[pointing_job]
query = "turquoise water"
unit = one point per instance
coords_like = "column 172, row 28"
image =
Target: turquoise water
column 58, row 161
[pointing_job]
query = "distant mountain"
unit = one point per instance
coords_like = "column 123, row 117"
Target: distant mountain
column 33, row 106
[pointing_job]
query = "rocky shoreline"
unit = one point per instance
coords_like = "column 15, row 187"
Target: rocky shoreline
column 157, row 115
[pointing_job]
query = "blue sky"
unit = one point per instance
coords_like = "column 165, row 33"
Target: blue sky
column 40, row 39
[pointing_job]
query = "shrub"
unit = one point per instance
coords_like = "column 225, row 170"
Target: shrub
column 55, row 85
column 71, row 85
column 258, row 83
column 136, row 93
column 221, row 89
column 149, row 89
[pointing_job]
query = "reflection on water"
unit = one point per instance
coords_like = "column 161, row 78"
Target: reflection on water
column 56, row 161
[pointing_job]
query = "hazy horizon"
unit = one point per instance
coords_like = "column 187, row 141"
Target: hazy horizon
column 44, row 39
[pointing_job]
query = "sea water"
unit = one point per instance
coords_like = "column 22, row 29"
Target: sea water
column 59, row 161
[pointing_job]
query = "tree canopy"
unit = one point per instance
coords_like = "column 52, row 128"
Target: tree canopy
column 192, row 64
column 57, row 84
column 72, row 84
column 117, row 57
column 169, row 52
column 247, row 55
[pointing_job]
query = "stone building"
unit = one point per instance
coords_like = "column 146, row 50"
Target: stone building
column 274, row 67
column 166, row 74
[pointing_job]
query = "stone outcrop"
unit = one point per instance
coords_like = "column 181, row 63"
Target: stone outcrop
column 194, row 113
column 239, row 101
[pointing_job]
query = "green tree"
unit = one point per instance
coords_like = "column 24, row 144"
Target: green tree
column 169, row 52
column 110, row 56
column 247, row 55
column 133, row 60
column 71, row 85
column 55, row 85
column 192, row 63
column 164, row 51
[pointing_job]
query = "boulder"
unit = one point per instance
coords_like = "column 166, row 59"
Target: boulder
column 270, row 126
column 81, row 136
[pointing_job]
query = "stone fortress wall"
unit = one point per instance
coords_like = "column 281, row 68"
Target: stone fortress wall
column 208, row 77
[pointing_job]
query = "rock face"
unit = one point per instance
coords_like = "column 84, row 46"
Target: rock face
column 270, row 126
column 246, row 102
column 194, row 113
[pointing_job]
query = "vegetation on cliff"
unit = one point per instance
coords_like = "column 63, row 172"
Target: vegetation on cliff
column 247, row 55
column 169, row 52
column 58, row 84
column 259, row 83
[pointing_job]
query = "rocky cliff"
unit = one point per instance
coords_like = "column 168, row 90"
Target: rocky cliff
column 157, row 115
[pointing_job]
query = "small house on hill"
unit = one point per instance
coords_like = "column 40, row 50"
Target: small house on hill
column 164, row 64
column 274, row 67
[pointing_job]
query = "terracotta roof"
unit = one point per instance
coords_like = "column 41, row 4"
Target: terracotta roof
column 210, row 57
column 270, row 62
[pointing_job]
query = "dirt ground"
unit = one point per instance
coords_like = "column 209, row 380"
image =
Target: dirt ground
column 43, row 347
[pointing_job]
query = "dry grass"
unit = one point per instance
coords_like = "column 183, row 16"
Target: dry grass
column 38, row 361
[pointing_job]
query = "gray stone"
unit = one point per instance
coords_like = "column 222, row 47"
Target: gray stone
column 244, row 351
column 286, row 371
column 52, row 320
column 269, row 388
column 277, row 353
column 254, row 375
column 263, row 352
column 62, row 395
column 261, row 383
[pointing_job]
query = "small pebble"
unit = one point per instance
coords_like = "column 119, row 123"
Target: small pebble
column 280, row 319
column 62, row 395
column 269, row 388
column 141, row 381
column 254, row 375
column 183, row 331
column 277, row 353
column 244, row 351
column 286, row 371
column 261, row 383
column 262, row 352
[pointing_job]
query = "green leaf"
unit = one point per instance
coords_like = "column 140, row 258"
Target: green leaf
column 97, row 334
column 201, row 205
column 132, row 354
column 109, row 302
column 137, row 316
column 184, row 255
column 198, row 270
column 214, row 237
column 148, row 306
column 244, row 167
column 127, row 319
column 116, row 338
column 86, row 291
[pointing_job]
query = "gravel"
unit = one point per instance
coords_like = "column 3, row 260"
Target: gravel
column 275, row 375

◆ **Directions for this task**: Every line from above should appear again in the answer, exactly as written.

◆ **Task solution**:
[pointing_job]
query = "turquoise water"
unit = one point per instance
coords_like = "column 172, row 28"
image =
Target: turquoise water
column 58, row 161
[pointing_job]
query = "distant mountain"
unit = one point per instance
coords_like = "column 123, row 117"
Target: distant mountain
column 33, row 106
[pointing_job]
query = "rocky shoreline"
unit = one point per instance
coords_like = "column 15, row 187"
Target: rocky shoreline
column 157, row 115
[pointing_job]
query = "blue sky"
unit = one point per instance
coords_like = "column 165, row 33"
Target: blue sky
column 40, row 39
[pointing_job]
query = "shrub"
unit = one point per instance
coords_like = "column 225, row 170"
Target: shrub
column 55, row 85
column 71, row 85
column 258, row 83
column 136, row 93
column 221, row 89
column 149, row 89
[pointing_job]
query = "reflection on water"
unit = one point per instance
coords_like = "column 161, row 78"
Target: reflection on water
column 56, row 161
[pointing_job]
query = "hazy horizon"
unit = one point per instance
coords_like = "column 187, row 141"
Target: hazy horizon
column 44, row 39
[pointing_job]
query = "sea water"
unit = one point per instance
coords_like = "column 22, row 29"
Target: sea water
column 59, row 161
[pointing_job]
query = "tree canopy"
unit = one point per instance
coords_like = "column 52, row 128"
Target: tree canopy
column 192, row 64
column 57, row 84
column 72, row 84
column 117, row 57
column 169, row 52
column 247, row 55
[pointing_job]
query = "stone building"
unit = one point per instance
coords_like = "column 146, row 50"
Target: stone building
column 274, row 67
column 166, row 74
[pointing_job]
query = "stone outcrop"
unit = one point per instance
coords_like = "column 181, row 63"
Target: stone outcrop
column 194, row 113
column 239, row 101
[pointing_job]
query = "green tree"
unit = one point per instance
coords_like = "column 24, row 144"
Target: green tree
column 169, row 52
column 110, row 56
column 247, row 55
column 133, row 60
column 71, row 85
column 55, row 85
column 192, row 63
column 164, row 51
[pointing_job]
query = "boulder"
unit = one point per instance
coords_like = "column 166, row 59"
Target: boulder
column 270, row 126
column 81, row 136
[pointing_job]
query = "stone fortress wall"
unit = one point per instance
coords_like = "column 281, row 68"
Target: stone fortress wall
column 208, row 77
[pointing_job]
query = "rock face"
unit = one point per instance
coords_like = "column 84, row 46"
Target: rock face
column 270, row 126
column 246, row 102
column 194, row 113
[pointing_job]
query = "vegetation on cliff"
unit = one point per instance
coords_like = "column 63, row 172"
Target: vegetation on cliff
column 247, row 55
column 169, row 52
column 58, row 84
column 259, row 83
[pointing_job]
query = "rocky cliff"
unit = one point per instance
coords_like = "column 168, row 90"
Target: rocky cliff
column 157, row 115
[pointing_job]
query = "small house on hill"
unit = one point per instance
coords_like = "column 40, row 50"
Target: small house on hill
column 164, row 64
column 274, row 67
[pointing_job]
query = "terracotta roof"
unit = one point per instance
coords_like = "column 41, row 4"
Target: terracotta roof
column 210, row 57
column 270, row 62
[pointing_job]
query = "dirt ground"
unit = one point per instance
coords_like = "column 209, row 380"
image =
Target: dirt ground
column 43, row 347
[pointing_job]
query = "dry grass"
unit = one point per instance
coords_like = "column 183, row 16"
Target: dry grass
column 38, row 361
[pointing_job]
query = "gray stone"
unit = one point per instance
coords_like = "column 222, row 47"
Target: gray stone
column 244, row 351
column 286, row 371
column 52, row 320
column 269, row 388
column 277, row 353
column 254, row 375
column 263, row 352
column 62, row 395
column 261, row 383
[pointing_job]
query = "small pebble"
unit = one point per instance
coords_like = "column 119, row 123"
Target: small pebble
column 280, row 319
column 62, row 395
column 269, row 388
column 141, row 381
column 254, row 375
column 183, row 331
column 277, row 353
column 244, row 351
column 286, row 371
column 261, row 383
column 262, row 352
[pointing_job]
query = "green leaf"
unit = one point per instance
coords_like = "column 140, row 258"
Target: green leaf
column 97, row 334
column 201, row 205
column 132, row 354
column 109, row 302
column 137, row 316
column 184, row 255
column 198, row 270
column 214, row 237
column 148, row 306
column 244, row 167
column 127, row 319
column 116, row 338
column 86, row 291
[pointing_job]
query = "gravel"
unit = one point per instance
coords_like = "column 3, row 260"
Target: gravel
column 275, row 375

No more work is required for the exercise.